** Task prompt **
Write out again the records from their very start through the line containing "[[[86,67],[142,20],[120,0],[0,0],[0,20],[1,189]]]", that line included, keeping the requests and shifting every coordinate in the answers by -54. Leave the pictures out of your answer.

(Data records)
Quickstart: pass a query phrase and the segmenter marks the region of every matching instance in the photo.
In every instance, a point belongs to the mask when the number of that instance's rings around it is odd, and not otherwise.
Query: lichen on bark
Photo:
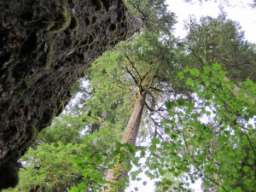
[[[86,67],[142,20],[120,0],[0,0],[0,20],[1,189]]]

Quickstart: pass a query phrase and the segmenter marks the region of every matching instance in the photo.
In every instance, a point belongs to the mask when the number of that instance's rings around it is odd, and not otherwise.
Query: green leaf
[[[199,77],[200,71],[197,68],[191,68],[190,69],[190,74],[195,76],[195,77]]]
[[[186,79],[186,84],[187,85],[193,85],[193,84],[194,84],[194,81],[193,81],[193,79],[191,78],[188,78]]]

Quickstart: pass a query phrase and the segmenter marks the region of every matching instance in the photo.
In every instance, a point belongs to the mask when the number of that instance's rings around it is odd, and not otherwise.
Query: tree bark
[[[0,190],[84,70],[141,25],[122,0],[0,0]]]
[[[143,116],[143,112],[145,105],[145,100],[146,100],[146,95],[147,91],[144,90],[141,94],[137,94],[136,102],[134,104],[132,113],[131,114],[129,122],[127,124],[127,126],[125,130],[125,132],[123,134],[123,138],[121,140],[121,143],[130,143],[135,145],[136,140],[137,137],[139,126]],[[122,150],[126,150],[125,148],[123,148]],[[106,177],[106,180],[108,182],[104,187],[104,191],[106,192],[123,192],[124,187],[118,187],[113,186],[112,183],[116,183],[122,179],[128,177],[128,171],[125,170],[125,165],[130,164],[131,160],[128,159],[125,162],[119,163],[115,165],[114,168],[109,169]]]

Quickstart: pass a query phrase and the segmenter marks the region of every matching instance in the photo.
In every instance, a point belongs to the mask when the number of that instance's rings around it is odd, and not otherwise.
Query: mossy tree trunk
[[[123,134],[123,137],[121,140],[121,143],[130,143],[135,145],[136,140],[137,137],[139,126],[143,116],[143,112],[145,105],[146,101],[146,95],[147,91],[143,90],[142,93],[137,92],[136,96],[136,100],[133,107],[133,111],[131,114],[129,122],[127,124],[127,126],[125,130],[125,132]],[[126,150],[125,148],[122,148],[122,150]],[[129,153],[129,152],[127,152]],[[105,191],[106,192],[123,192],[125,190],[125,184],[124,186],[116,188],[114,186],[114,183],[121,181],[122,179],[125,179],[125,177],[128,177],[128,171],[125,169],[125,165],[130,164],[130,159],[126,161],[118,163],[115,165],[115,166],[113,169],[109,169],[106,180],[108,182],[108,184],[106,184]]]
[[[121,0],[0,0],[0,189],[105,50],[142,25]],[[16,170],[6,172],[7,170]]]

** Full response **
Quickstart: pass a query phrase and the segmenter marks the region of every matching instance in the photo.
In every instance, a point belongs to the mask when the number of that instance's rings around it is odd, and not otherwise.
Query: lichen on bark
Photo:
[[[32,13],[88,-34],[66,-54],[-54,-54],[-54,-34],[-53,135]]]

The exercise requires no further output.